From 1219f682f7faa3619b58f41cc3f479445588cf24 Mon Sep 17 00:00:00 2001
From: Robert David <lrdx@google.com>
Date: Tue, 18 Aug 2020 13:55:38 -0700
Subject: [PATCH] Enable OpenCL 2.0 or 3.0 compilation when the device supports
 it.

By default OpenCL programs are compiled as 1.x only.

PiperOrigin-RevId: 327300390
Change-Id: I7e31c3c0253bc9175f156614a47f5ef8dddf2147
---
 tensorflow/lite/delegates/gpu/cl/cl_program.cc     |  2 ++
 tensorflow/lite/delegates/gpu/cl/cl_program.h      |  3 ++-
 tensorflow/lite/delegates/gpu/cl/kernels/BUILD     |  2 ++
 .../gpu/cl/kernels/mean_stddev_normalization.cc    | 14 +++++++++++---
 .../gpu/cl/kernels/mean_stddev_normalization.h     |  6 ++++--
 .../gpu/cl/selectors/operation_selector.cc         |  3 ++-
 6 files changed, 23 insertions(+), 7 deletions(-)

* **SHORT TASK 1**:
Per the patch header, how are OpenCL programs compiled by default?
The listing below has no connection to the patch header.

* **DATASET EXCERPTS**:
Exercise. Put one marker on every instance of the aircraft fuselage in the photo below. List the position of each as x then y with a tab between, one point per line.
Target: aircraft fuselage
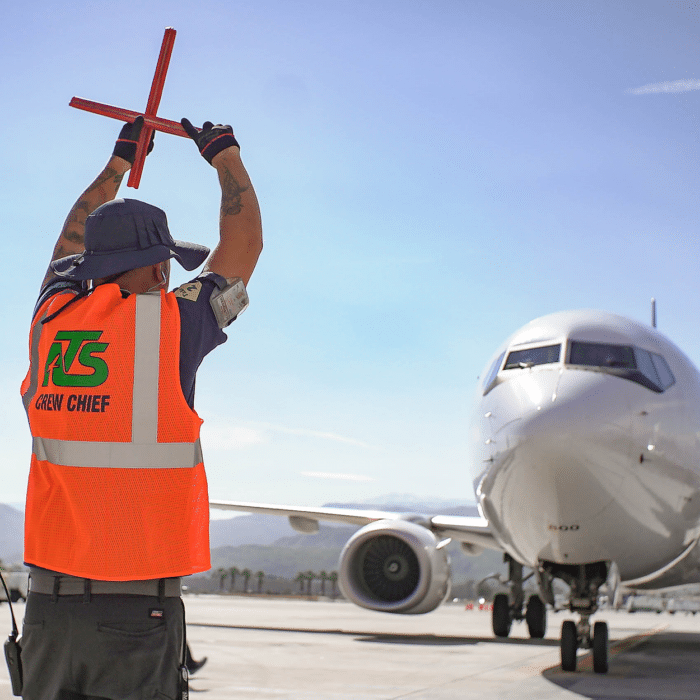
587	448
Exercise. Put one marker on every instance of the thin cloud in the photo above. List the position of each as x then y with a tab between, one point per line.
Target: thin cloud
341	477
672	86
222	437
305	432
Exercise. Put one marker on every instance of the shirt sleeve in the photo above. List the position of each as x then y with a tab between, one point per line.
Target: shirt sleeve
199	329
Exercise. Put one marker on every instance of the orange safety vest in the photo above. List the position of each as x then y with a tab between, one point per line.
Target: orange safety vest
117	489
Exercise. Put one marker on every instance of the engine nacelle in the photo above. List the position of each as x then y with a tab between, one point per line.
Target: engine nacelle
395	566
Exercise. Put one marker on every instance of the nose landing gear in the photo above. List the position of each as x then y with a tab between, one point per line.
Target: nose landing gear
579	636
509	607
584	581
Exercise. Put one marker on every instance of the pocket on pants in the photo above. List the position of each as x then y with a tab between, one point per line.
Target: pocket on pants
134	630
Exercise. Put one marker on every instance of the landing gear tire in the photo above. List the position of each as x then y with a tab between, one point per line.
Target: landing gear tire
600	647
536	617
501	619
569	644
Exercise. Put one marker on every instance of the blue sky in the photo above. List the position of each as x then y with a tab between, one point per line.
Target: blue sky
431	177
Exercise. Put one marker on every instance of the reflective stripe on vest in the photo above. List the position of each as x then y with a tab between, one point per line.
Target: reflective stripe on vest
118	455
117	489
144	451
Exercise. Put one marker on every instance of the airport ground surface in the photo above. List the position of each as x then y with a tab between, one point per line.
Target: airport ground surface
290	649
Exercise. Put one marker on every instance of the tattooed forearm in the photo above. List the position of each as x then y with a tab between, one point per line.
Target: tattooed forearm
231	191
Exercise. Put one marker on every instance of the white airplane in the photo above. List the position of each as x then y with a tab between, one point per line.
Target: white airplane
586	468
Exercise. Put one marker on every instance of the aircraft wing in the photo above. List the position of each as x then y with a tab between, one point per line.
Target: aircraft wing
472	531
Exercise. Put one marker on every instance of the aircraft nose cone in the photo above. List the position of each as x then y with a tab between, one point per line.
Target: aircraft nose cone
558	465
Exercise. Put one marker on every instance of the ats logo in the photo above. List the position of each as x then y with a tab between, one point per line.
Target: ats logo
62	356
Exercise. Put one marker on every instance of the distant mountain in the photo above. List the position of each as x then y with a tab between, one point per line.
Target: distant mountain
293	552
266	529
254	530
11	535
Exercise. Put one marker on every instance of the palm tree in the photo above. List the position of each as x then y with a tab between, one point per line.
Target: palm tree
246	573
310	576
222	578
234	572
333	578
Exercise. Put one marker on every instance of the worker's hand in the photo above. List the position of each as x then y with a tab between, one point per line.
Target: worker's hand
125	147
212	139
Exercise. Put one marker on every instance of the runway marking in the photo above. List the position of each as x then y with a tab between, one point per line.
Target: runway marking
585	662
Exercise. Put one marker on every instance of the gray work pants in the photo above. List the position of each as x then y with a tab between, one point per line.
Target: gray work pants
112	647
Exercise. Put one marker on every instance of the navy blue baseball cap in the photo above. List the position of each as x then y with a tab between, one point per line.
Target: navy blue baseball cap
125	234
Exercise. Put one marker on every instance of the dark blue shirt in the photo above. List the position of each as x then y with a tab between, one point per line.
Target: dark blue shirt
199	330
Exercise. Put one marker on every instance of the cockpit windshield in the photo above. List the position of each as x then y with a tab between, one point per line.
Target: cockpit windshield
625	361
544	355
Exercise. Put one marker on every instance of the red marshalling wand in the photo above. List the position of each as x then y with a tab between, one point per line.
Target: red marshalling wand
151	121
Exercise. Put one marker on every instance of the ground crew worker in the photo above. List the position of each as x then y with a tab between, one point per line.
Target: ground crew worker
117	505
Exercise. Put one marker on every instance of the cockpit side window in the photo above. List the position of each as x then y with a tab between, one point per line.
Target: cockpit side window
544	355
666	377
625	361
601	355
493	373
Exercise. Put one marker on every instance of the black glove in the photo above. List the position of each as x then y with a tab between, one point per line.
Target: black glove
211	139
125	147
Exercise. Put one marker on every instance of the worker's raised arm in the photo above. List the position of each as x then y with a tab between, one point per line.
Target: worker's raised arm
240	226
104	189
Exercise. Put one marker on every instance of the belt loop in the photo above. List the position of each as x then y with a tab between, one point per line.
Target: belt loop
56	588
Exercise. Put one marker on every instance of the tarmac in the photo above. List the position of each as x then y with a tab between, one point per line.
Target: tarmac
294	649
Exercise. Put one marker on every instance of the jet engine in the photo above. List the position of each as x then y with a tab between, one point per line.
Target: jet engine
395	566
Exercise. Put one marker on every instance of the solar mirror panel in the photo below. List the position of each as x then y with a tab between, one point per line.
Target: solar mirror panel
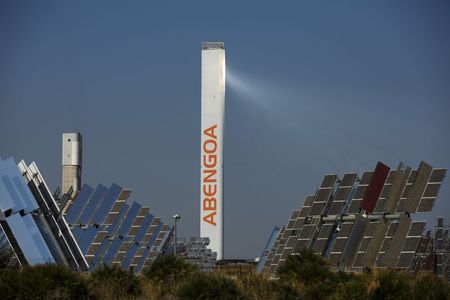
92	205
79	203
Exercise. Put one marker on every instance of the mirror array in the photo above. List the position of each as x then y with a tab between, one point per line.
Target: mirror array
360	222
99	226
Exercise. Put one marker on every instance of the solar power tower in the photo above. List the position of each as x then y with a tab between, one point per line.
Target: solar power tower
212	125
111	230
362	221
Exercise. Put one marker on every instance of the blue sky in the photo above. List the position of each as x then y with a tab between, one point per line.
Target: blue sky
314	87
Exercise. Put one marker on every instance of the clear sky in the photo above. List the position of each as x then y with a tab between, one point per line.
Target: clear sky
314	87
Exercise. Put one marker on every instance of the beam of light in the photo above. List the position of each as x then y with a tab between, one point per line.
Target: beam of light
300	113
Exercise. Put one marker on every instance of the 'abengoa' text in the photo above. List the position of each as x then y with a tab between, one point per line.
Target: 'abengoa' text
209	175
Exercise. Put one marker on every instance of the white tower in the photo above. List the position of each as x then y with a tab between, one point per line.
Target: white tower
71	162
212	115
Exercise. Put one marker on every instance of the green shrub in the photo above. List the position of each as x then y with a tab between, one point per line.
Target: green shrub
258	287
168	269
429	287
209	286
306	275
393	284
112	282
42	282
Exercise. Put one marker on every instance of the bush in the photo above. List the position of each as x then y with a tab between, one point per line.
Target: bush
428	286
209	286
307	275
393	284
352	286
112	282
168	269
42	282
258	287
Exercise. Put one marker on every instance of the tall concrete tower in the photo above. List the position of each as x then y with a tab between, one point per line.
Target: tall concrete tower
71	162
212	124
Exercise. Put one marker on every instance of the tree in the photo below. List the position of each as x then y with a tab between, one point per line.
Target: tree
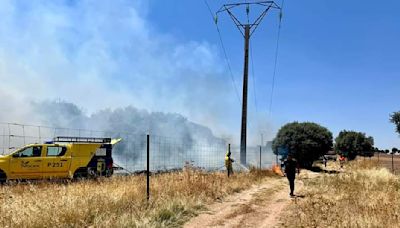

* **SHORT TASK 2**:
Report each line of the listing that contains the string "palm", matching case exactly.

* **FULL SOLUTION 1**:
As 1.x only.

* **FULL SOLUTION 2**:
Exercise. Put one marker on every instance of the palm tree in the photo above. List the position of each as x then y with a tab between, one point per line.
Target: palm tree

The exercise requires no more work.